─── Given text ───
Monday, Nov. 21, 1949

Stand for Something

NATIONAL AFFAIRS THE NATION Stand for Something

It was a worried Republican Party which itself up off the mat again on election night and ruefully surveyed the returns. The Democrats had won again -- in the only Congressional Districts in contest, in the big cities, in upstate New York towns which had been safely Republican for years. Most important, the Democrats won back the crucial Senate seat in New York, which both parties had accepted in advance as the first real 1949 test of Harry Truman's Fair Deal line.

There were a few exceptions, notably in New Jersey, where Republican Governor Alfred Driscoll rode back into office over the crumbling remains of Hague empire. But few Republicans could share Governor Tom Dewey's strange conclusion that the New York election "is a setback and not a gain" for the Fair Deal.

Even the Democrats showed certain spurious concern for the plight of the Grand Old Party. Said National Chairman Bill Boyle: "I earnestly pray that these failures will persuade the Republican Party that it must develop a program of its own if it wishes to preserve not only its own political party but the two-party system." Matters had hardly gotten to that extreme stage yet. A closer danger was that Republican diehards in the Midwest seize on the defeat of Internationalist John Foster Dulles as one more proof that the bipartisan foreign policy was a political albatross.
─── Information supplied ───
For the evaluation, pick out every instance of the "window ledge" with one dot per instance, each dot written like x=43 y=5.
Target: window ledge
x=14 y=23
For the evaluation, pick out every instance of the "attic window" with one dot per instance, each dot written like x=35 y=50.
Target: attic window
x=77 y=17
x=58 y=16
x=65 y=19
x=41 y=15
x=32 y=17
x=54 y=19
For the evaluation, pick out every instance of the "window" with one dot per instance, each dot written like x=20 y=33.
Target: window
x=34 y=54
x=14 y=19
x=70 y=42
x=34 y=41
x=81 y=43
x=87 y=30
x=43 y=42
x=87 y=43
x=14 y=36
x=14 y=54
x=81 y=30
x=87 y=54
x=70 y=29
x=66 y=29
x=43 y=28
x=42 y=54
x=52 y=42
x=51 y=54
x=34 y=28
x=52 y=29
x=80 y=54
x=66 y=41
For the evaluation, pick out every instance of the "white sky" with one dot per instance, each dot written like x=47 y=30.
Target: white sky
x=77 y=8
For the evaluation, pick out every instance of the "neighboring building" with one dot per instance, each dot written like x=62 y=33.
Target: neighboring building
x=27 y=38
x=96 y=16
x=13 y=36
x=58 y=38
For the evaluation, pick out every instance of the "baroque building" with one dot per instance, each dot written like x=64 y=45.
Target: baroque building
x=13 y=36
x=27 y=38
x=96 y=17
───
─── Information supplied ───
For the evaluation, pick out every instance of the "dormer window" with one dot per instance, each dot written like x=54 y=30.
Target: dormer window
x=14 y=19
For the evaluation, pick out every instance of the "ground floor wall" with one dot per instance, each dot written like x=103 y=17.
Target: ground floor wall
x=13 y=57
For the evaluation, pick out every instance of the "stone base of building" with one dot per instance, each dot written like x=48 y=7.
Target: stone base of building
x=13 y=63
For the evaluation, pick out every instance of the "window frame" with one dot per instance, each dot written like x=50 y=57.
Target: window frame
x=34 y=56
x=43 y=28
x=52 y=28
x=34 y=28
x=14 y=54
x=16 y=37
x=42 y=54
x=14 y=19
───
■ **Prompt**
For the article on the 1949 elections, state whether each statement agrees with the text, answering yes or no and quoting the deciding words. 1. In New Jersey, the Republican governor returned to office. 2. Tom Dewey described the New York election as a gain for the Fair Deal. 3. The Democrats won back the Senate seat in New York.

■ **Answer area**
1. Yes: "Republican Governor Alfred Driscoll rode back into office"
2. No: "is a setback and not a gain"
3. Yes: "the Democrats won back the crucial Senate seat in New York"